REQUIRED WORK
[A] In the post on book-saving habits, which books did the writer keep off the giveaway pile?
[B] Please translate this sentence from the post on book-saving habits into Spanish: "We are contemplating moving to a smaller place, and in anticipation of that, we are decluttering."

##### EXTRACT

Changes in my Book-Saving Habit

Today, I saw an interesting article on GalleyCat on how Mass Market paperback sales plunged in January. Hardcover sales dropped as well. And ebook sales “grew dramatically”. It made me think of how my reading habits–not only purchasing habits–have changed since I got my Nook.

We are contemplating moving to a smaller place, and in anticipation of that, we are decluttering. As a first step, I cleaned out my bookshelves. I now have about 15 plastic grocery bags filled with both fiction and nonfiction books, destined for either the used bookstore, the library, or the veterans, depending on who wants them.

I’ve cleaned out my bookshelf before. This time, I was brutal. Why? Because many books I had formerly designated as “keepers” are no longer so. Not because I never want to read them again. Because when I do want to re-read them, I’ll re-buy them for my Nook. Which equals a nice cha-ching for the author, assuming the books in question are available digitally. (For that reason, I kept all my Harry Potters.)

##########
##### RECORDS PROVIDED

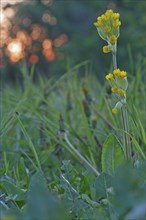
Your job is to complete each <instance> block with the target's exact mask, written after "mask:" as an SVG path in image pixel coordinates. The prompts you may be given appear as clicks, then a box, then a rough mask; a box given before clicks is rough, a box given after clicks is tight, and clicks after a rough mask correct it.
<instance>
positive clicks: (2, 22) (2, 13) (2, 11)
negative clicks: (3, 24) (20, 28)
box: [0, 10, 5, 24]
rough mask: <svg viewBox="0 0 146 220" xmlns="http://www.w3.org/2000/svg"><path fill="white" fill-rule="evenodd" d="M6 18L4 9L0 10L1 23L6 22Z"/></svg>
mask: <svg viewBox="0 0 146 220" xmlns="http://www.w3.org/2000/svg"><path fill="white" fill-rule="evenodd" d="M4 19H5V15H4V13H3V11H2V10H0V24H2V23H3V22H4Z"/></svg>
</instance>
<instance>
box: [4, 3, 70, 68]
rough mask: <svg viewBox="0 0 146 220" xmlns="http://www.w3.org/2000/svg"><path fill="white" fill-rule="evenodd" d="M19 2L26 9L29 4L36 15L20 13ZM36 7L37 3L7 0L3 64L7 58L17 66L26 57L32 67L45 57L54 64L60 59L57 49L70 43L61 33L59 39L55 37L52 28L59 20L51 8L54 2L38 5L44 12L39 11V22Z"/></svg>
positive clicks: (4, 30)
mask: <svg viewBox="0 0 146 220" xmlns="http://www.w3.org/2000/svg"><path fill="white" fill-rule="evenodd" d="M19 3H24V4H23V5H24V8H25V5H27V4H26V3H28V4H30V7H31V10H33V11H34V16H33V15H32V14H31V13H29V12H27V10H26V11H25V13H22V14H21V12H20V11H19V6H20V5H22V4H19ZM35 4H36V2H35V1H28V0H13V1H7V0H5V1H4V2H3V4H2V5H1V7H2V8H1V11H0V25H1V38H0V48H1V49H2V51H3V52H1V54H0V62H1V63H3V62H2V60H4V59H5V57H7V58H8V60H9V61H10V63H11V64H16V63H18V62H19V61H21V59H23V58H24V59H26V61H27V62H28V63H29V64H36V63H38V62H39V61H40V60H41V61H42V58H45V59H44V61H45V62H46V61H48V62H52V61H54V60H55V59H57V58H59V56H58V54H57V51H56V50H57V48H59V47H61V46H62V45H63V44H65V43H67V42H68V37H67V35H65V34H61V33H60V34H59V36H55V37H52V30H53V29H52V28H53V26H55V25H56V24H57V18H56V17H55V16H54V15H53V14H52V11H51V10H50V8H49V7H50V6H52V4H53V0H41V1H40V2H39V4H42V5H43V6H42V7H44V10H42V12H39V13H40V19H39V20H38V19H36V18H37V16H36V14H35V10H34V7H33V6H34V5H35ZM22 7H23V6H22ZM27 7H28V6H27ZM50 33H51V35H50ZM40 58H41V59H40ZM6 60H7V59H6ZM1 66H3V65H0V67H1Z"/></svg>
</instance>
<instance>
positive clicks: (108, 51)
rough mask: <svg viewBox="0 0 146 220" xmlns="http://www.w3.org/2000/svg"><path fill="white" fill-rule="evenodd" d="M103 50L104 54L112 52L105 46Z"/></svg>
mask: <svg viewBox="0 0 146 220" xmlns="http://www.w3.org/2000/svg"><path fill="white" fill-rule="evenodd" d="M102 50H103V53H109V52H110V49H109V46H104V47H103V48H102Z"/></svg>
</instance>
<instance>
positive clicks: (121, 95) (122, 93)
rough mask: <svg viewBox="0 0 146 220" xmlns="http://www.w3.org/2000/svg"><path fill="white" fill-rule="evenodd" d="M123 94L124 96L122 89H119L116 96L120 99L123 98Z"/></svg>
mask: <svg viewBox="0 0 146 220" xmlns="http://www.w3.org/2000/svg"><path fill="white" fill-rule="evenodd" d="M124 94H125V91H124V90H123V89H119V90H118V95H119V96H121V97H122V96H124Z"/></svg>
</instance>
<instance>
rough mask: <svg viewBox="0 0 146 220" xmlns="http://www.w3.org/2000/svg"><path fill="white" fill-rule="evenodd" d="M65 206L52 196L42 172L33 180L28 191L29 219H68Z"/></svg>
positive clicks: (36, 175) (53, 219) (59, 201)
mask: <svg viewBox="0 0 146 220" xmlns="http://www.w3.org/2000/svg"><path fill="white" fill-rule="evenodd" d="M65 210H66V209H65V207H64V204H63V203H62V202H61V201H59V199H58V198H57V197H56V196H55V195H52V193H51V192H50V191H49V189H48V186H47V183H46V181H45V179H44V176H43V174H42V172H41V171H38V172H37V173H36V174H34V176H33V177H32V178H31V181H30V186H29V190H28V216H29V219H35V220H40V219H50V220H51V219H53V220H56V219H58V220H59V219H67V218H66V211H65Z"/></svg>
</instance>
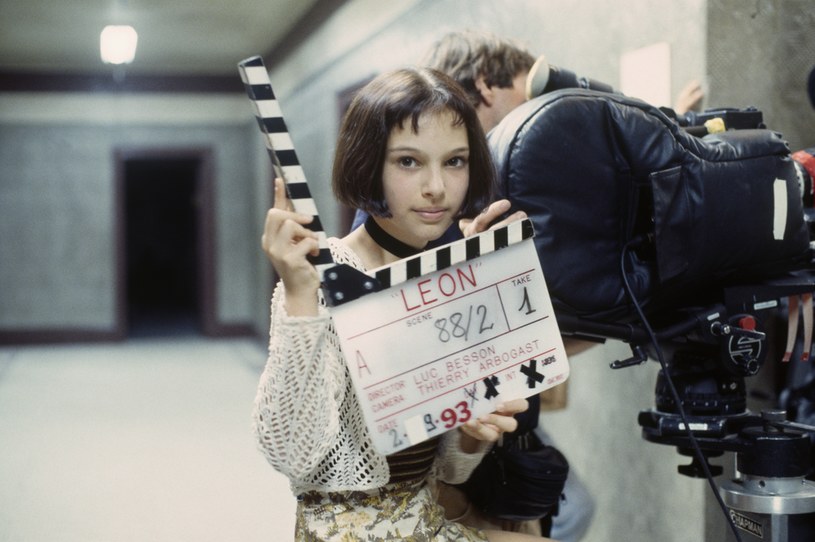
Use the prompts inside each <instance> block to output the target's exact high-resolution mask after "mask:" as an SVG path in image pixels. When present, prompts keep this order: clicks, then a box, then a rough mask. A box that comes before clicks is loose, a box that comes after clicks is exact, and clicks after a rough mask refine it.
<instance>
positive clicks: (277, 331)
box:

##########
##### RECORDS PROVIDED

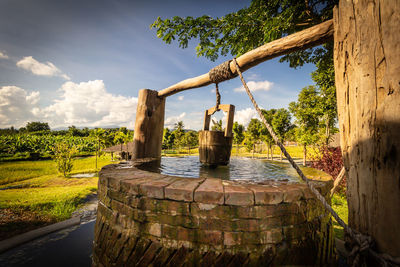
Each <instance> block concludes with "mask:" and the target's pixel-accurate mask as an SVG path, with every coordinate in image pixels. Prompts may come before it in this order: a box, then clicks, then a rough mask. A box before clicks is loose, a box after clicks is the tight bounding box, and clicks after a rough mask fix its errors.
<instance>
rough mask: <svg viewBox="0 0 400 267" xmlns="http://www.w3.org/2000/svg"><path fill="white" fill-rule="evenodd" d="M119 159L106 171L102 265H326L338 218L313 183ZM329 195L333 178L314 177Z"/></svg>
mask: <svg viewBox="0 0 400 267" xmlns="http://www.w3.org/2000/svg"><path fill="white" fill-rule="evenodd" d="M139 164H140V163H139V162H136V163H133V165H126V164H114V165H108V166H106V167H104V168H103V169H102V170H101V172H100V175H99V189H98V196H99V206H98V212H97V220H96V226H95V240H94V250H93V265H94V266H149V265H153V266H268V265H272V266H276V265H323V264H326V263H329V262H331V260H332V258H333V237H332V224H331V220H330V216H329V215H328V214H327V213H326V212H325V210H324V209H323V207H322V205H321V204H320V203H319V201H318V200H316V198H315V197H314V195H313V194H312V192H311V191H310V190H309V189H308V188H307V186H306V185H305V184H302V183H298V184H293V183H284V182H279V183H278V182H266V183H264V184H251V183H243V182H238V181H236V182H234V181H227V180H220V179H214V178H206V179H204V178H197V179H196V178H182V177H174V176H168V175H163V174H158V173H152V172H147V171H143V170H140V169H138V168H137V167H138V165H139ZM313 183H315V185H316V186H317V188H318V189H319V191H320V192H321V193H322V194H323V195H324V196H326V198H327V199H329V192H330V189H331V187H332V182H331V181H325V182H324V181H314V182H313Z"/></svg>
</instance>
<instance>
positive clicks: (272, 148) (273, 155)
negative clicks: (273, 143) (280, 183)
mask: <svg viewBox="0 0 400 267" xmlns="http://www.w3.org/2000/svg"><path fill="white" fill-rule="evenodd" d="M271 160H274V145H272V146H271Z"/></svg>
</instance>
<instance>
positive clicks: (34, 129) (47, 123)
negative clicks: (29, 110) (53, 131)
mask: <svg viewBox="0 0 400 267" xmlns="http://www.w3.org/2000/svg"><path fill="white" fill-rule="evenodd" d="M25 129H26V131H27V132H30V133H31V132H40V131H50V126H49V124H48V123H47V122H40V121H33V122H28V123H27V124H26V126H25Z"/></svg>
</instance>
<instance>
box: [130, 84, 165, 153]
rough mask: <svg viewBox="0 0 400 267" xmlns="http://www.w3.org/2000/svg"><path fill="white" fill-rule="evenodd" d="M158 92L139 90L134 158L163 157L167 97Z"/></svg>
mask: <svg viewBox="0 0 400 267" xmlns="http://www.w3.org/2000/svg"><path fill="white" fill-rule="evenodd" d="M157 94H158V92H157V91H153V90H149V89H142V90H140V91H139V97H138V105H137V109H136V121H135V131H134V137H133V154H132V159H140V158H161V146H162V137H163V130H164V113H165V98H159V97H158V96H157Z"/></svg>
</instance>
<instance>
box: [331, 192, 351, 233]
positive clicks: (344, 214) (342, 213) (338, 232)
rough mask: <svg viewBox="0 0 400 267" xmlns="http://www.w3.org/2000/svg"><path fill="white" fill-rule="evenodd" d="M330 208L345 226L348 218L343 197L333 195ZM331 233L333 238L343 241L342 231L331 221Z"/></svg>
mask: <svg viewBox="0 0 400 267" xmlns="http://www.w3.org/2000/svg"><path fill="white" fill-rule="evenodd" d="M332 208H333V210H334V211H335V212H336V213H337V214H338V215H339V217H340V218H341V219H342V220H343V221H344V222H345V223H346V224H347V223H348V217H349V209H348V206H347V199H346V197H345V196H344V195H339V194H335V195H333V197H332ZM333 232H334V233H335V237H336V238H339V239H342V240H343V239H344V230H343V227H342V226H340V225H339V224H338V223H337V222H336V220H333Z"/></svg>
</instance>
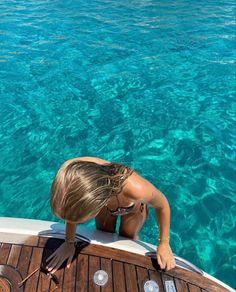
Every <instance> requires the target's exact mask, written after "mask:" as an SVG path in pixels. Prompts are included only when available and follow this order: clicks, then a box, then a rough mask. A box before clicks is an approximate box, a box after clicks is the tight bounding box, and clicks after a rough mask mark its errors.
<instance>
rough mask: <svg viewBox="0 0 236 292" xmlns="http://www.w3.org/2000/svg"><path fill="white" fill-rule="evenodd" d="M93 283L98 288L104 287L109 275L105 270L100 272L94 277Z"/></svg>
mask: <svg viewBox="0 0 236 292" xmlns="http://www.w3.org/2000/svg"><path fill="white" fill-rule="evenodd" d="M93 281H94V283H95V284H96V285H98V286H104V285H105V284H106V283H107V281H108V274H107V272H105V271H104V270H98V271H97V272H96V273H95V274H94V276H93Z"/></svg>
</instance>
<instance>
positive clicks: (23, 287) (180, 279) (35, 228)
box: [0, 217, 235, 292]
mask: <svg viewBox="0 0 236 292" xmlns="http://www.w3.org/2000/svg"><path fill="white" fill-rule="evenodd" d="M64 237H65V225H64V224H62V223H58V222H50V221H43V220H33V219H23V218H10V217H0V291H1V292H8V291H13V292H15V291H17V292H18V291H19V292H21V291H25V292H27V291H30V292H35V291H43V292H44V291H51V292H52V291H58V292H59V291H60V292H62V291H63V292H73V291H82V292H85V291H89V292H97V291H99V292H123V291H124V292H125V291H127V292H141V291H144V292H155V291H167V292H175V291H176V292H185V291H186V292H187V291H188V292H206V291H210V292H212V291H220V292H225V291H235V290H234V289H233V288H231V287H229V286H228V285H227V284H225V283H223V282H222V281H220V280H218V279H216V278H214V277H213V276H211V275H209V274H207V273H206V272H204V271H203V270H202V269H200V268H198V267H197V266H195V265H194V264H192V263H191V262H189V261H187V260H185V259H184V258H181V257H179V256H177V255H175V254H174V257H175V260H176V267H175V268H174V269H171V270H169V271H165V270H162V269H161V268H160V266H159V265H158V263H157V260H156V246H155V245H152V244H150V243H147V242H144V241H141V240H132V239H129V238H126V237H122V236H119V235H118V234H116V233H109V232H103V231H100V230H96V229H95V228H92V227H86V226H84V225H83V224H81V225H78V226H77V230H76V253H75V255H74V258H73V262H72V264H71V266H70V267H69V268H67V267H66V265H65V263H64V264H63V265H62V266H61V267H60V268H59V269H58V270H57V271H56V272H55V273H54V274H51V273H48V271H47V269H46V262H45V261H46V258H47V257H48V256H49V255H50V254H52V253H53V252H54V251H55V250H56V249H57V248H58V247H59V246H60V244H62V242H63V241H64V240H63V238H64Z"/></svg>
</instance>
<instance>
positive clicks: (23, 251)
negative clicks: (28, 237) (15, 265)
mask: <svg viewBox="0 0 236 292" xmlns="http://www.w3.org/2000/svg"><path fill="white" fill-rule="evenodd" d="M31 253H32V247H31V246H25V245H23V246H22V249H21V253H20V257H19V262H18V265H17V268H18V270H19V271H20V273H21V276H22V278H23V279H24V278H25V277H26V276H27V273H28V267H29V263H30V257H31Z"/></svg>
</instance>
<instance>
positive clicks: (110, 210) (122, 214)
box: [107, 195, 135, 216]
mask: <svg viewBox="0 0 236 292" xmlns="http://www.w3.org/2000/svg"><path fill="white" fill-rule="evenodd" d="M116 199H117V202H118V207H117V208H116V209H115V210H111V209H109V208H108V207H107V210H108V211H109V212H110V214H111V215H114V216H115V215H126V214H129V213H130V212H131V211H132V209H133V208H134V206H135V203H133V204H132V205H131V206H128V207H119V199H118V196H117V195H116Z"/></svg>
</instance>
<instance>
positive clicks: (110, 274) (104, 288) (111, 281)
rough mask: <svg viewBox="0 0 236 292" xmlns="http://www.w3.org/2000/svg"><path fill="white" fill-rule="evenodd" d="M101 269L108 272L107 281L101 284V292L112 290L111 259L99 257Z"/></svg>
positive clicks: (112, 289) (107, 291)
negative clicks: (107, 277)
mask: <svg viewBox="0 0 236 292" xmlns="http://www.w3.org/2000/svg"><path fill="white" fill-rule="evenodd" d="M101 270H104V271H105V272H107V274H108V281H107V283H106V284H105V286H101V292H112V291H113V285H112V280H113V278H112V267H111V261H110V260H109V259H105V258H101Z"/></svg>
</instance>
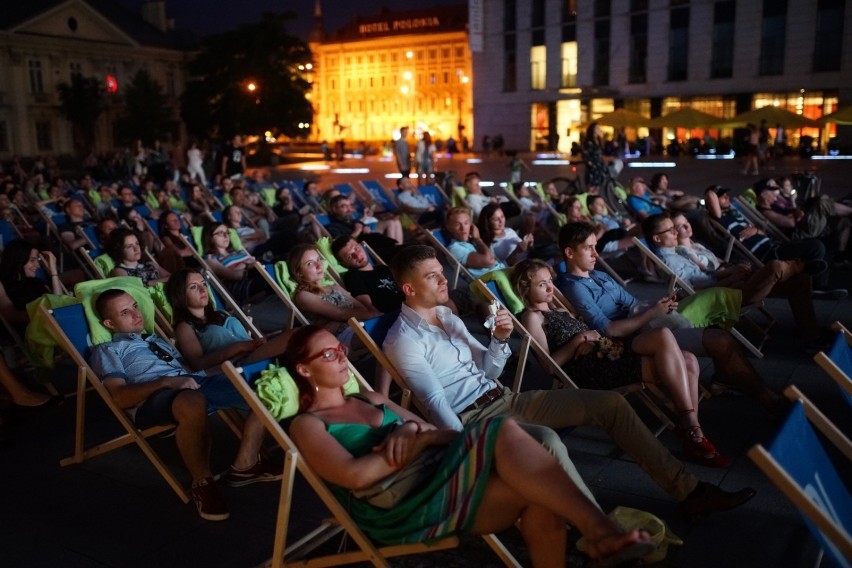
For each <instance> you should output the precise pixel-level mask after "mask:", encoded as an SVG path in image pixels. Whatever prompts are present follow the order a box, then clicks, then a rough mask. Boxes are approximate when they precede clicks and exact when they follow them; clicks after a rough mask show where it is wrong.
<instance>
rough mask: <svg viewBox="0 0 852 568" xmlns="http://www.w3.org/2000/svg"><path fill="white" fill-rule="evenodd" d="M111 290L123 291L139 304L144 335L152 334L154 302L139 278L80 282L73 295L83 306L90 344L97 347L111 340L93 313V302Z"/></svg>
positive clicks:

##########

PROBLEM SOLUTIONS
[A] All of the Harry Potter books.

[B] Estamos pensando en mudarnos a un lugar más pequeño y, en previsión de ello, estamos deshaciéndonos de cosas.